*** Estratto della pagina

13/09/15

Murakami Haruki, COLORLESS TSUKURU TAZAKI AND HIS YEARS OF PILGRIMAGE


Londra, Harvill Secker, 2014

Le problematiche di questo romanzo sono certamente meno vaste di quelle di 1Q84 e senza dubbio meno immaginifiche. Tuttavia, per alcuni versi, anche qui siamo in ambienti distopici e alienati.

Anzi, proprio dove tutto in apparenza è ordinato e perfetto socialmente, si determinano sotto la superficie meccanismi di caos anche violento e di esclusione sociale.

Il protagonista fa parte di un gruppo di amici inseparabili fin dall’adolescenza, ciascuno definito da un soprannome corrispondente a un colore. La diversità di Tsukuru si rivela subito nel fatto che il suo soprannome è “Senza colore”: quasi un destino nel nome, dato che un giorno, senza spiegazioni, gli amici lo escludono dal gruppo dei sodali. 

In Asia orientale la solitudine è anche più difficile forse che in Occidente da accettare, soprattutto quando si viene tagliati fuori da un’associazione, o una “intimate community” (per dirla con le parole del testo da noi letto in inglese) che fornisce identità come quella qui delineata.

L’effetto su Tsukuru è devastante, in parte, nel suo domandarsi cosa abbia fatto per essere trattato in quel modo, ma in parte avvia un processo di individualizzazione: il protagonista lascia la città natale, Nagoya, va a studiare ingegneria a Tokyo, intraprende una trasformazione anche fisica, diventando sportivo e muscoloso, inizia una carriera professionale nella progettazione e costruzione di ferrovie.

Solo molti anni dopo, su insistenza di una fidanzata preoccupata per lui, riesce a chiarire la situazione con gli amici. Yuzu, una delle due ragazze del gruppo lo aveva accusato ingiustamente di violenze sessuali, al che gli altri avevano chiuso ogni rapporto. Eri, la migliore amica di Yuzu, sposatasi e trasferitasi in Finlandia, in seguito a un viaggio apposito di Tsukuru, rivela che sapeva che l’amica aveva mentito, ma per proteggerla aveva convalidato di fronte agli altri la falsa versione dei fatti. Altre scioccanti rivelazioni: Yuzu era stata effettivamente vittima di violenze sessuali, non si era scoperto da parte di chi, infine era stata trovata strangolata nel suo appartamento senza che la polizia riuscisse a smascherare il colpevole.

Non c’è insomma verità ufficiale solida in questo libro in cui sembra che la buona educazione prevalga nel comportamento esteriore delle persone mentre le forze oscure del delitto agiscono indisturbate. Sul piano del privato, le ipocrisie sociali occludono la strada della comunicazione diretta. La malattia mentale si annida nel mondo medio-alto borghese dei cinque personaggi. I sentimenti profondi e reali non vengono rivelati ma allusi, compreso l’amore. Un mondo di reticenza che si trasforma in nascondimento, varia cioè dalla potenzialmente positiva riservatezza alla deprecabile menzogna.

******
*** Dati forniti

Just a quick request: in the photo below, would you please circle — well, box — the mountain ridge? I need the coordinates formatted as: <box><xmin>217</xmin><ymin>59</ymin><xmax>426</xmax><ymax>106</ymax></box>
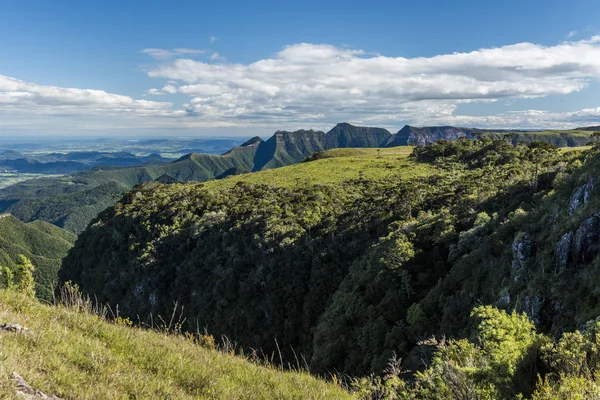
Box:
<box><xmin>0</xmin><ymin>123</ymin><xmax>591</xmax><ymax>233</ymax></box>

******

- **Elenco dei compiti**:
**1)** Ripeti parola per parola il tratto della recensione che va da “Il protagonista fa” fino a “gruppo dei sodali.”.
**2)** Elenca tutti i personaggi del romanzo che la recensione chiama per nome.
**3)** Secondo la recensione, le affermazioni seguenti sono vere? (a) Tsukuru va a studiare ingegneria a Tokyo. (b) La polizia scopre chi ha strangolato Yuzu. (c) Eri sapeva che Yuzu aveva mentito.

- **Elenco delle soluzioni**:
**1)**
Il protagonista fa parte di un gruppo di amici inseparabili fin dall’adolescenza, ciascuno definito da un soprannome corrispondente a un colore. La diversità di Tsukuru si rivela subito nel fatto che il suo soprannome è “Senza colore”: quasi un destino nel nome, dato che un giorno, senza spiegazioni, gli amici lo escludono dal gruppo dei sodali.

**2)** Tsukuru (Tazaki), Yuzu, Eri

**3)**
(a) Sì: «va a studiare ingegneria a Tokyo».
(b) No: «senza che la polizia riuscisse a smascherare il colpevole».
(c) Sì: «rivela che sapeva che l’amica aveva mentito».